Work instruction: From the line containing "Target: gold buttons on tunic" down to the final line of the entries below, quote every line verbatim. Exclude pictures.
Start of Block
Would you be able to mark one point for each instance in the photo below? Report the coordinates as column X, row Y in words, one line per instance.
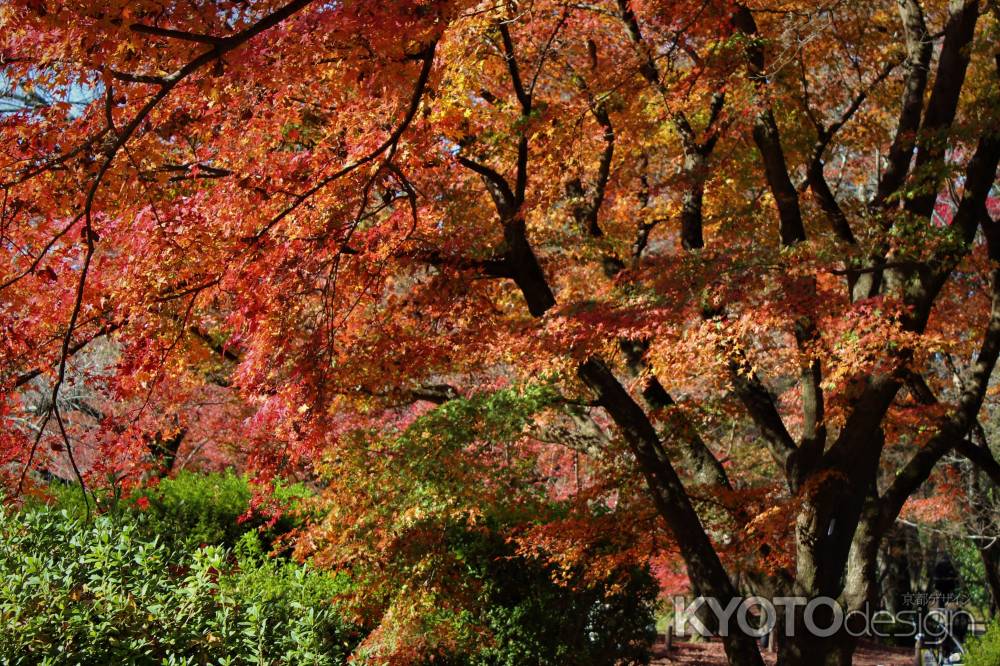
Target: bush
column 202, row 509
column 985, row 650
column 191, row 509
column 531, row 619
column 102, row 593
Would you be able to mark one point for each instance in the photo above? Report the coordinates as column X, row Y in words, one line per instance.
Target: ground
column 711, row 654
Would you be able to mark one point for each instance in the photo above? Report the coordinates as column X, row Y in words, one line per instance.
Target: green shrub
column 985, row 650
column 207, row 509
column 103, row 593
column 191, row 509
column 533, row 620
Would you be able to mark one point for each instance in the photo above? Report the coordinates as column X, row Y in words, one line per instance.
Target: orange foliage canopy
column 736, row 241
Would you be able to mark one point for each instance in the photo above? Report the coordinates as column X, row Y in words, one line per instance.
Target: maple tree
column 735, row 240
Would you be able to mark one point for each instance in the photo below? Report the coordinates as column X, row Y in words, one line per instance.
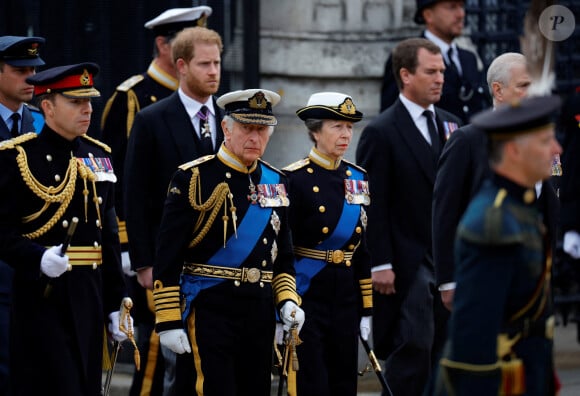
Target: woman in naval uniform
column 333, row 272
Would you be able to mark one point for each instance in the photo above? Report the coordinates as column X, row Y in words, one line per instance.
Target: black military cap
column 250, row 106
column 20, row 51
column 73, row 81
column 172, row 21
column 330, row 106
column 519, row 117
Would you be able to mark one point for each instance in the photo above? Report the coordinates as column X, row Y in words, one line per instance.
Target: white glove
column 52, row 264
column 365, row 327
column 279, row 334
column 286, row 312
column 114, row 329
column 176, row 340
column 572, row 244
column 126, row 263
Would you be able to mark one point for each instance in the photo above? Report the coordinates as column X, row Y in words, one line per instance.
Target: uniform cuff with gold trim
column 366, row 288
column 284, row 288
column 167, row 306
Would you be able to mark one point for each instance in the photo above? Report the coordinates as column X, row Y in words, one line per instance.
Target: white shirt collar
column 192, row 106
column 414, row 109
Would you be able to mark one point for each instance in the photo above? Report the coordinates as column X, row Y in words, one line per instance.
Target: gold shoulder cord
column 62, row 194
column 217, row 199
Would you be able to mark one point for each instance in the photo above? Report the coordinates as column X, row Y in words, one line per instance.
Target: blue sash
column 307, row 268
column 237, row 249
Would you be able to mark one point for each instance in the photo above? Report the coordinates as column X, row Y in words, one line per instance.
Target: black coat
column 462, row 168
column 57, row 340
column 162, row 138
column 401, row 168
column 470, row 86
column 26, row 126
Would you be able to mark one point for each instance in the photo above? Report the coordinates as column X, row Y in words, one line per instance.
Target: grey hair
column 500, row 69
column 230, row 124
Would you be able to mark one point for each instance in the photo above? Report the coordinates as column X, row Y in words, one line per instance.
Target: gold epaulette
column 129, row 83
column 271, row 167
column 11, row 143
column 195, row 162
column 97, row 143
column 297, row 165
column 354, row 166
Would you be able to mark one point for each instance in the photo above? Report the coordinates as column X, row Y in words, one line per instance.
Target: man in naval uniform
column 501, row 326
column 61, row 299
column 131, row 96
column 224, row 261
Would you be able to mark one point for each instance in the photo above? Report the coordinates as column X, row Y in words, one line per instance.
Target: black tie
column 15, row 118
column 205, row 133
column 435, row 141
column 452, row 63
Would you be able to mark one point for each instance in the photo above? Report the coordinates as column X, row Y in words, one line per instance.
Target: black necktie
column 435, row 141
column 452, row 63
column 205, row 133
column 15, row 118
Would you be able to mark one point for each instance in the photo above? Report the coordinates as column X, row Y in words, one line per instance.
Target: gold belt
column 330, row 256
column 239, row 275
column 84, row 256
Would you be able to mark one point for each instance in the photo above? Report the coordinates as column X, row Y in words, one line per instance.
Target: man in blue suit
column 19, row 57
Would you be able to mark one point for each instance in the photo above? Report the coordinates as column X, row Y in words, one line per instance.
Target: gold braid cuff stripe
column 167, row 307
column 284, row 287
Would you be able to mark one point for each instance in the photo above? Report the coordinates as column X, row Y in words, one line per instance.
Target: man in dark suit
column 19, row 57
column 464, row 92
column 463, row 166
column 165, row 135
column 399, row 149
column 131, row 96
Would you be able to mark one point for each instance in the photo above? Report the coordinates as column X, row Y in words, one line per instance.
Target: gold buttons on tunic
column 529, row 196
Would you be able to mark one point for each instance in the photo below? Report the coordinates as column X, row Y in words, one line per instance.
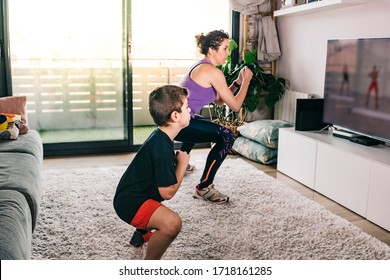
End of Block
Output of the exercise:
Target: gold buttons on tunic
column 529, row 196
Would you be able to mark one point for each instance in the photo below? Report the coordinates as column X, row Y in words, one line per instance.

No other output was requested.